## WHAT IS BEING ASKED
Quote the line containing "written like (249,242)." and all lines that follow it in the listing below, exactly as written.
BEGIN STORED RECORDS
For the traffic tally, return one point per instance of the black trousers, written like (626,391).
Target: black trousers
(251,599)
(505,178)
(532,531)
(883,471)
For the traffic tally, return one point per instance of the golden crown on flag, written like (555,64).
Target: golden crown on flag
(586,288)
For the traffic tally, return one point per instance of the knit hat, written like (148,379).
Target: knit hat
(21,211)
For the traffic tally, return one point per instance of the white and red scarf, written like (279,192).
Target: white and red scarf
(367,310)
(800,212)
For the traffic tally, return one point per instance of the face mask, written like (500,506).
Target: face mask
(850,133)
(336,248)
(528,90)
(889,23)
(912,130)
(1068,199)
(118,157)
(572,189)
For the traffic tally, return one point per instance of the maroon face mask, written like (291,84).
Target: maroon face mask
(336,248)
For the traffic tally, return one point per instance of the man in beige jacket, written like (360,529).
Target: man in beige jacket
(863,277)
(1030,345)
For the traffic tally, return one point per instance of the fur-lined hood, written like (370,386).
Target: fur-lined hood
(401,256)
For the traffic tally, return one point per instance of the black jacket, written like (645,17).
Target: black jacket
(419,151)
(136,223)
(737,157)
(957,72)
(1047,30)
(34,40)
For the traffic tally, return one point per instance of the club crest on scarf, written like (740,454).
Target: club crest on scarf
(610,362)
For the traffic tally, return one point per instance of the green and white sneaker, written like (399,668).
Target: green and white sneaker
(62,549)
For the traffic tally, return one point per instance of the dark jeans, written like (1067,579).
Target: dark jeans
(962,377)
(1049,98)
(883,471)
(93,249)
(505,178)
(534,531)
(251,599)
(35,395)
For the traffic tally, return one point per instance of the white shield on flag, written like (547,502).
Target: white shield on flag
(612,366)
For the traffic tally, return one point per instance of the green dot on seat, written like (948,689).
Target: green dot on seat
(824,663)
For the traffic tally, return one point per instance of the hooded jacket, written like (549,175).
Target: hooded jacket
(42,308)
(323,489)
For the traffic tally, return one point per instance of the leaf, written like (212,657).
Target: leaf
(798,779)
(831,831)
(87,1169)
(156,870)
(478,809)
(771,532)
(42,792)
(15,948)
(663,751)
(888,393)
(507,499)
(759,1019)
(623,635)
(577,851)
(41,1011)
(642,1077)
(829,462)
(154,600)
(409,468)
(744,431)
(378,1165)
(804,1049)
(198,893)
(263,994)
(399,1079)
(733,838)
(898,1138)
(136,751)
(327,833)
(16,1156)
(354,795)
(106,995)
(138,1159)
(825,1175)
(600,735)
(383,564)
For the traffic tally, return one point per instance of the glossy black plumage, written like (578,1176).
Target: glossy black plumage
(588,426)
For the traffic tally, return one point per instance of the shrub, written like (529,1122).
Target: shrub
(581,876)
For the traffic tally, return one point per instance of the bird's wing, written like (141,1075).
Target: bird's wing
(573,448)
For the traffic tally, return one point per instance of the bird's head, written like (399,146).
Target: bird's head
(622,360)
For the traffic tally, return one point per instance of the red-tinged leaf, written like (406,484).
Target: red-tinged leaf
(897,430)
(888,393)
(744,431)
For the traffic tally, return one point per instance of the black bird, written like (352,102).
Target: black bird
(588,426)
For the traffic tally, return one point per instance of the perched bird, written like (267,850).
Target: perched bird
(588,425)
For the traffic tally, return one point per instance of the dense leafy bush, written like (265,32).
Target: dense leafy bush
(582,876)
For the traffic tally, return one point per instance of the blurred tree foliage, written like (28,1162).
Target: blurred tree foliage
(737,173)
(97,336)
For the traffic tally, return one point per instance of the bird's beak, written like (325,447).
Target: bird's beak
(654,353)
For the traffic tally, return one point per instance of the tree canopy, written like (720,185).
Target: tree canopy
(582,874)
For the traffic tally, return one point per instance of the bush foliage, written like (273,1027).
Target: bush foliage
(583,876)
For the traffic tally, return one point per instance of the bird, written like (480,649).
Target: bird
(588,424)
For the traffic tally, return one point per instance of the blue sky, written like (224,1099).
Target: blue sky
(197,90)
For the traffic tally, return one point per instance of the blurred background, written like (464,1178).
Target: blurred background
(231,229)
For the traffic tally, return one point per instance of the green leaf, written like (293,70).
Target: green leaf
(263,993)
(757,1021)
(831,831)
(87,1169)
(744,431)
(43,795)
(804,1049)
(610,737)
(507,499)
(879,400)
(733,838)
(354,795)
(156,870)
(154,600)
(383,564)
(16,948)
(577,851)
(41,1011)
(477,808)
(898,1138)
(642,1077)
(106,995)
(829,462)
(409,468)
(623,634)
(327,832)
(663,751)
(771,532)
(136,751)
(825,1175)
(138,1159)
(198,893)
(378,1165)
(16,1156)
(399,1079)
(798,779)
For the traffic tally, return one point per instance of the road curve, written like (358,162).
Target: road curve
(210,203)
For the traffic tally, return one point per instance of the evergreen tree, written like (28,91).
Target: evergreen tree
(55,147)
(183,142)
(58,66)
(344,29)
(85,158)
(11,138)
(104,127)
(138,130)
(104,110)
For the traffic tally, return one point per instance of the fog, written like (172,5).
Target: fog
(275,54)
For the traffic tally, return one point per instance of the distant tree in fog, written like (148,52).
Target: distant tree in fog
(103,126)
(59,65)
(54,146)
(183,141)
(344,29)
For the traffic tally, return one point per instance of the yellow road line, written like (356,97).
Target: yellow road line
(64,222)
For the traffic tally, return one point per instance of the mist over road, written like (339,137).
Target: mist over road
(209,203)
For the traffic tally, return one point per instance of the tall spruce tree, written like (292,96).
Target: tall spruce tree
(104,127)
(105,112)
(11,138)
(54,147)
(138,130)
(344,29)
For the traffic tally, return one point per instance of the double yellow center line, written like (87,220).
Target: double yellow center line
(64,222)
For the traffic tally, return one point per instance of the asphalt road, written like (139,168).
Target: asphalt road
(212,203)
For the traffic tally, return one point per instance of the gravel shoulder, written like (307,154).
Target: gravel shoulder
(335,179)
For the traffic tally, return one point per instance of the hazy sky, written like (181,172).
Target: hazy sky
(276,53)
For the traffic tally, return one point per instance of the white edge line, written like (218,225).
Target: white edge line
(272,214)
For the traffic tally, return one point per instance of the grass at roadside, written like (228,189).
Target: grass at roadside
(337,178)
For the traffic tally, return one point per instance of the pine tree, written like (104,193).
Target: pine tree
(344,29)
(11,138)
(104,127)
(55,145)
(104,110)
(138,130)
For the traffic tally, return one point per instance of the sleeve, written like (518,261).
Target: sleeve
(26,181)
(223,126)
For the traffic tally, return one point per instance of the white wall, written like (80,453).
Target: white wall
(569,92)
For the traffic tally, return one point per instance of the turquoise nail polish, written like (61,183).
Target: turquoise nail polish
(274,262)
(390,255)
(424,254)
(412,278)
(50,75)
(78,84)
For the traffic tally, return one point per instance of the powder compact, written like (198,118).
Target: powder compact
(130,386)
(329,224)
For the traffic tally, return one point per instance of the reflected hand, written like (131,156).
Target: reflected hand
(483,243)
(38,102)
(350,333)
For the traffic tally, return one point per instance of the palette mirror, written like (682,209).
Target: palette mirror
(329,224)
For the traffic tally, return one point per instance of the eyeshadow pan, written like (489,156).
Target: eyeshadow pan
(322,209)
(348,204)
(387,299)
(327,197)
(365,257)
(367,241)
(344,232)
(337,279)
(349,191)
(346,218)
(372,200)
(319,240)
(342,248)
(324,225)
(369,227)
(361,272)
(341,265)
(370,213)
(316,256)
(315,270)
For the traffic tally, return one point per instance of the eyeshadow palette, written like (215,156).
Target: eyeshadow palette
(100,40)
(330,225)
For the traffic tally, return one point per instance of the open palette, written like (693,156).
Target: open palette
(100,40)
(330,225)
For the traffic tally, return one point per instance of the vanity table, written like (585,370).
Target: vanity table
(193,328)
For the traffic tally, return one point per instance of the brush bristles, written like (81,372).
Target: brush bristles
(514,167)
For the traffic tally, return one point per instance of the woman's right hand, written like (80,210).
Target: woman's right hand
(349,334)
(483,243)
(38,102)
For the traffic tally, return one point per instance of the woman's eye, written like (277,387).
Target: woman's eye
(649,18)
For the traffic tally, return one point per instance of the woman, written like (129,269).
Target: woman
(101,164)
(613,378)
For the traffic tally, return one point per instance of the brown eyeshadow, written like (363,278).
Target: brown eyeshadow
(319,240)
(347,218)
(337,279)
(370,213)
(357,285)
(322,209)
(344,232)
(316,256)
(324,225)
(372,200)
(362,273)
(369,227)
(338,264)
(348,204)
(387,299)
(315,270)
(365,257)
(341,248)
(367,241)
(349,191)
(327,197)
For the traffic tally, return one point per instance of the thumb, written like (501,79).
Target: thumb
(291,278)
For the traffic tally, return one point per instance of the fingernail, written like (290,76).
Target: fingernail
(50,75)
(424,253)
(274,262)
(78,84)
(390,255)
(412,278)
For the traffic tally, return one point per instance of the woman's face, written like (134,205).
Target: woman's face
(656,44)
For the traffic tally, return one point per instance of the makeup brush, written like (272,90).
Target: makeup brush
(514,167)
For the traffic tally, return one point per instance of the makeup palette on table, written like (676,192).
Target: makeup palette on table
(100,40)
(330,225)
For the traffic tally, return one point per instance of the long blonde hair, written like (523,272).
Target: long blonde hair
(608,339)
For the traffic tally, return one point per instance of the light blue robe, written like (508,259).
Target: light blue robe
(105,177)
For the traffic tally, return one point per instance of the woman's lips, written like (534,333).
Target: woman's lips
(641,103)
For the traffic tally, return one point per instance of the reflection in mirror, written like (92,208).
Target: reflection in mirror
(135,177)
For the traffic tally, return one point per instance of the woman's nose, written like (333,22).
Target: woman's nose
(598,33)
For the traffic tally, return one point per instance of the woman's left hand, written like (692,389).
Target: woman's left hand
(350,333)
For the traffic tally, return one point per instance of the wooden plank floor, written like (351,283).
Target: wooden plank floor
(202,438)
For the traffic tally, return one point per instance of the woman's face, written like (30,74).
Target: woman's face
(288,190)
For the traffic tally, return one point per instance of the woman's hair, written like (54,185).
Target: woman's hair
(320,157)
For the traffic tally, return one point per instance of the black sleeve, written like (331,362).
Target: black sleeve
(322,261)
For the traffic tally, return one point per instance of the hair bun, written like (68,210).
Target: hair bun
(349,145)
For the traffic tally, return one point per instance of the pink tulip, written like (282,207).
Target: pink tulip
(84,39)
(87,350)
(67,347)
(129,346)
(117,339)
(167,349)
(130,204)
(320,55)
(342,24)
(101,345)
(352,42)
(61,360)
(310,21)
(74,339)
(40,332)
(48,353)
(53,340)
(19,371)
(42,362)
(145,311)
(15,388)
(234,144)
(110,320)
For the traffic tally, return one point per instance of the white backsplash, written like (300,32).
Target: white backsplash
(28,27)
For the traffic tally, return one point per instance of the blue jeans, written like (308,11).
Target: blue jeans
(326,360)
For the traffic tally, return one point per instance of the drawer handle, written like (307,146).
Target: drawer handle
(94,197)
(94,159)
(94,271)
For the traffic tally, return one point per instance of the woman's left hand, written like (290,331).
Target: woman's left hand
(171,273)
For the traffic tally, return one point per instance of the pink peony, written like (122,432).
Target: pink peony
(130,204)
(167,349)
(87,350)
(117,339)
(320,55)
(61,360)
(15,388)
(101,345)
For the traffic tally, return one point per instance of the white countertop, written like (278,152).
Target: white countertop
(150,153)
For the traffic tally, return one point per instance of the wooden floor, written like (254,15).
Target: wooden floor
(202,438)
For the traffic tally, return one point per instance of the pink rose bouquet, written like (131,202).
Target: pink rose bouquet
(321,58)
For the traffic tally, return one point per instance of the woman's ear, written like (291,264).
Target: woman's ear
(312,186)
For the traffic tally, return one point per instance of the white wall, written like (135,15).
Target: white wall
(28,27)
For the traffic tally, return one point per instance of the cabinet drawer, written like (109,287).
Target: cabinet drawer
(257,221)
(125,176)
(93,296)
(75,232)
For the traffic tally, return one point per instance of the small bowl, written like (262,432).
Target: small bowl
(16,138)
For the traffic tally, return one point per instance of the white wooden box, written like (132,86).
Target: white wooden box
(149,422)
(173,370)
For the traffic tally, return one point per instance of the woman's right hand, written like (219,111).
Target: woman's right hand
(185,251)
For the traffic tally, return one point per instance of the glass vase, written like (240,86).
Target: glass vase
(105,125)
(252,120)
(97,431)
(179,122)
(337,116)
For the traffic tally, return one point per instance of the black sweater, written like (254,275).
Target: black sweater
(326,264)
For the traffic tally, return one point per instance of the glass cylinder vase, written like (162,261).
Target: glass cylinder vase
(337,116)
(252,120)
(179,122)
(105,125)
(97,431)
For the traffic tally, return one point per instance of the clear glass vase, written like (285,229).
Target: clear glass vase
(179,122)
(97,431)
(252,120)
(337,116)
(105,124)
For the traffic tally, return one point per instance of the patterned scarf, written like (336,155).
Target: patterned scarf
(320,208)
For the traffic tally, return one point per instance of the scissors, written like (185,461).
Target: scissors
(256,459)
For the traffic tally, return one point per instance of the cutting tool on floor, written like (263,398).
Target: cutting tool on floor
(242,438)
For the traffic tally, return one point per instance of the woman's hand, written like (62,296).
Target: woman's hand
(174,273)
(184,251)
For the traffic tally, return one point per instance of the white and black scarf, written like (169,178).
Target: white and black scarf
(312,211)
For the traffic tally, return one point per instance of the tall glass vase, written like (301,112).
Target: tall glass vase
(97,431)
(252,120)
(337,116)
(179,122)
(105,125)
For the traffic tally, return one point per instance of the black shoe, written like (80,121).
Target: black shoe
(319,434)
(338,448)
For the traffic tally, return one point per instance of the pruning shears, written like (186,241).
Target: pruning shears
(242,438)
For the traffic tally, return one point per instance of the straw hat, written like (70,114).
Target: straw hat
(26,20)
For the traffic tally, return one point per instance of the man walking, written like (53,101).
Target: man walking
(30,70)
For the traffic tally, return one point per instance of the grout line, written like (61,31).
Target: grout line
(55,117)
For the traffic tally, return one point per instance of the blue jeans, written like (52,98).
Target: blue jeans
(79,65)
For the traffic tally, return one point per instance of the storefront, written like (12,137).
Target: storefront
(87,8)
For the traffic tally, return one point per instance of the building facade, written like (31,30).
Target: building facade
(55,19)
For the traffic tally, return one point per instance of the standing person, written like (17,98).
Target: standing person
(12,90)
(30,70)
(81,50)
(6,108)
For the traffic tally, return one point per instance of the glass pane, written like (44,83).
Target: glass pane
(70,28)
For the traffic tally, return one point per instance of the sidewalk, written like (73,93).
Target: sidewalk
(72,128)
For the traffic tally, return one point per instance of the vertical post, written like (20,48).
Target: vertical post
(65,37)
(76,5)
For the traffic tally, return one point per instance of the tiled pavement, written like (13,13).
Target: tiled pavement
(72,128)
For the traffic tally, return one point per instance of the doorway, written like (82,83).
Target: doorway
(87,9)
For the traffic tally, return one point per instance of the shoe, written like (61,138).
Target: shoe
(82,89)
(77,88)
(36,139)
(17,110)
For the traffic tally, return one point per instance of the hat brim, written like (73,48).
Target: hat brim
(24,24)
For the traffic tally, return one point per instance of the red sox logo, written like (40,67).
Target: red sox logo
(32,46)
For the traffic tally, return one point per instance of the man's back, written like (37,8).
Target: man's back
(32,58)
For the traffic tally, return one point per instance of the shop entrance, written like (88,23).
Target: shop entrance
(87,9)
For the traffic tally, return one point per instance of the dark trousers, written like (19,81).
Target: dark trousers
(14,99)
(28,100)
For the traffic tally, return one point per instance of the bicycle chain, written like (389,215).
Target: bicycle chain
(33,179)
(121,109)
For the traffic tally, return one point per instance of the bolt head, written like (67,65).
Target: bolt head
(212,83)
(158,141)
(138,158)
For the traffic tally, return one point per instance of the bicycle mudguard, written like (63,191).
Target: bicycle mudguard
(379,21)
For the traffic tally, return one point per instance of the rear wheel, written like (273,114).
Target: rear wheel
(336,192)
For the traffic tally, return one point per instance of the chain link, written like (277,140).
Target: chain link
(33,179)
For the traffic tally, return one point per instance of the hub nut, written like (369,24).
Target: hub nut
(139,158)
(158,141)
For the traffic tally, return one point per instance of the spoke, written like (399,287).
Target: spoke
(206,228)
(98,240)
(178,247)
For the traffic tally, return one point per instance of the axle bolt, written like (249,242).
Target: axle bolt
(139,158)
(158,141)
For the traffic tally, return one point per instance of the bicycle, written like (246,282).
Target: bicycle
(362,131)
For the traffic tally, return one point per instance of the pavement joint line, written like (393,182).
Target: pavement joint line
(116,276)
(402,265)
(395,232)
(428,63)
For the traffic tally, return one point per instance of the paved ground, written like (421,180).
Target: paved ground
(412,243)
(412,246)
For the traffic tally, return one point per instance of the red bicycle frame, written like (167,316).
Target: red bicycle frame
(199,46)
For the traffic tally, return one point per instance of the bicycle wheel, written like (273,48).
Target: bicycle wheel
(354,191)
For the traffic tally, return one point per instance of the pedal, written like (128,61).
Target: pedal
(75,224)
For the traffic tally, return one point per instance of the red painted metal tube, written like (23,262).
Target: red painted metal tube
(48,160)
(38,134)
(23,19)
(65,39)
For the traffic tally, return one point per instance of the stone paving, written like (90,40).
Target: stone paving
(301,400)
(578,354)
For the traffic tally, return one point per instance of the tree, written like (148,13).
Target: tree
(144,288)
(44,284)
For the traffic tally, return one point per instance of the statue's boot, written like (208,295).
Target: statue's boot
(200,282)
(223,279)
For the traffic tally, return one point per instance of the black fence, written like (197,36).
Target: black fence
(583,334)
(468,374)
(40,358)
END STORED RECORDS
## CORRECT OUTPUT
For the traffic tally, return one point per instance of the axle bolt, written like (249,242).
Target: axle bolt
(139,158)
(158,141)
For the traffic tally, return one point per instance of the bicycle, written like (246,282).
Target: bicycle
(362,131)
For the traffic tally, return one point per instance of the pavement joint line, written like (393,182).
Target: pavement joint line
(116,276)
(402,265)
(395,232)
(428,63)
For the traffic tally, return one point per instance of the paved ground, written like (421,180).
Target: paved ground
(412,243)
(412,246)
For the traffic tally, return one point per instance of the red bicycle frame, written like (167,316).
Target: red bicycle frame
(199,46)
For the traffic tally, return one point per instance of the bicycle wheel, written like (273,48).
Target: bicycle wheel
(354,191)
For the traffic tally, return one point per instance of the pedal, written like (128,61).
Target: pedal
(75,224)
For the traffic tally, return one point per instance of the red painted metal tube, written like (23,262).
Target: red painted metal tube
(48,160)
(38,134)
(23,19)
(65,39)
For the traffic tally, return one point per instance of the stone paving, written like (90,40).
Target: stone paving
(301,400)
(578,354)
For the traffic tally, return one point per instance of the tree, written like (148,13).
Target: tree
(144,288)
(44,284)
For the traffic tally, return one point per instance of the statue's boot, written like (208,295).
Target: statue's boot
(200,282)
(223,279)
For the traffic tally, return one point per instance of the black fence, written like (197,36).
Target: black fence
(583,334)
(468,374)
(40,358)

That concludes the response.